• EXERCISES:
**a)** In the article on tick-borne pathogens, about how many new cases of babesiosis are reported each year?
**b)** Retype the passage from the article on tick-borne pathogens, starting at "As spring blooms, people" and ending at "were relatively unknown.".

SELECTED EXCERPT Block Start

Disease ecologist Maria Diuk-Wasser's (right) study looks at the connection between tick-borne pathogens.
As spring blooms, people in the Northeast and Midwest look forward to spending more time outdoors—which also means plotting ways to avoid the disease carrying black-legged deer tick. This year new research shows that people outside of these areas may also want to take precautions. Black-legged ticks are rapidly growing in number, expanding geographically and carrying pathogens that can lead to ailments like Lyme disease and babesiosis into places where they were relatively unknown.
Disease ecologist Maria Diuk-Wasser’s lab is tracking the spread and emergence of tick-borne pathogens, including a malaria-like parasite called Babesia microti, which causes babesiosis when transmitted to humans. An increasing number of ticks are infected with babesia and Diuk-Wasser’s team is exploring evidence that the trend is connected to the rapid spread of Borrelia burgdorferi, the bacterium that causes Lyme disease.
“We found that these two pathogens co-occur in ticks more frequently than expected, resulting in enhanced human exposure to multiple infections,” says Diuk-Wasser, associate professor in the Department of Ecology, Evolution and Environmental Biology. “Multiple infections lead to more severe symptoms and can make diagnosis more muddled and difficult.” About 1,000 new cases of babesiosis are reported each year, while Lyme disease infects about 30,000 people annually. The two diseases share some of the same symptoms, including a flu-like illness, but babesiosis, which can cause certain types of anemia, is potentially fatal in people with suppressed immune systems. It can also be transmitted through blood transfusions, posing an additional public health threat. If left untreated Lyme disease, which generally has a distinctive bull’s-eye shape at the site of the bite, may lead to problems in the brain and nervous system, muscles and joints, heart and circulation, digestion, reproductive system and skin.

SELECTED EXCERPT Block End
EXTRACTED ENTRIES Block Start

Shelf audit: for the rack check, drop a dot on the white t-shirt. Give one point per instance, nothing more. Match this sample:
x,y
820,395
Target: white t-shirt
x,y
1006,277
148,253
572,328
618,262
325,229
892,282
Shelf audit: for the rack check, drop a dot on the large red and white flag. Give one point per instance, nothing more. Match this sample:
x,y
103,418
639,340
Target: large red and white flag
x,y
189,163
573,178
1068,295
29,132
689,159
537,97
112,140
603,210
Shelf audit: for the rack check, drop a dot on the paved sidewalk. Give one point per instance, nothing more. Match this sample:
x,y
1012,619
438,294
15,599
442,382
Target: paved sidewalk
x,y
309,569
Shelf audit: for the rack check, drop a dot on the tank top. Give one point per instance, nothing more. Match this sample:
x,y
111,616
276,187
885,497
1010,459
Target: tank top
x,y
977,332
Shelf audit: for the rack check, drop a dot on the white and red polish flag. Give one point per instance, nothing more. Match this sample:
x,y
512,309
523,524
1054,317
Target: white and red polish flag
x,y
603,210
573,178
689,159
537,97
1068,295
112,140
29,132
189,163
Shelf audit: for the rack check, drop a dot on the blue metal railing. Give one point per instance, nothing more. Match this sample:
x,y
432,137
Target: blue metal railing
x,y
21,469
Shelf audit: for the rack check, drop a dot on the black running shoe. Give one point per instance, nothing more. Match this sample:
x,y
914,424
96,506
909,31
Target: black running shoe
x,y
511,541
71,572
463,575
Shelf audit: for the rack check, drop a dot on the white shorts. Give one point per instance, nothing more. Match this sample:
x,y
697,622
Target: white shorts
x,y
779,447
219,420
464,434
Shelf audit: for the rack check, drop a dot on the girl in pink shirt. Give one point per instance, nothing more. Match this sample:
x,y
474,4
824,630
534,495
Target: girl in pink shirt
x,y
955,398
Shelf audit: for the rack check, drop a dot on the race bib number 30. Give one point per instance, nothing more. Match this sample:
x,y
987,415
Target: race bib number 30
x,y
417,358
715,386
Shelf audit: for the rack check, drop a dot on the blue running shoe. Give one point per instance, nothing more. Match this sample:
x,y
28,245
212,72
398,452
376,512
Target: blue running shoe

EXTRACTED ENTRIES Block End

• YOUR WRITTEN ANSWERS:
**a)** About 1,000 new cases of babesiosis are reported each year.

**b)**
As spring blooms, people in the Northeast and Midwest look forward to spending more time outdoors—which also means plotting ways to avoid the disease carrying black-legged deer tick. This year new research shows that people outside of these areas may also want to take precautions. Black-legged ticks are rapidly growing in number, expanding geographically and carrying pathogens that can lead to ailments like Lyme disease and babesiosis into places where they were relatively unknown.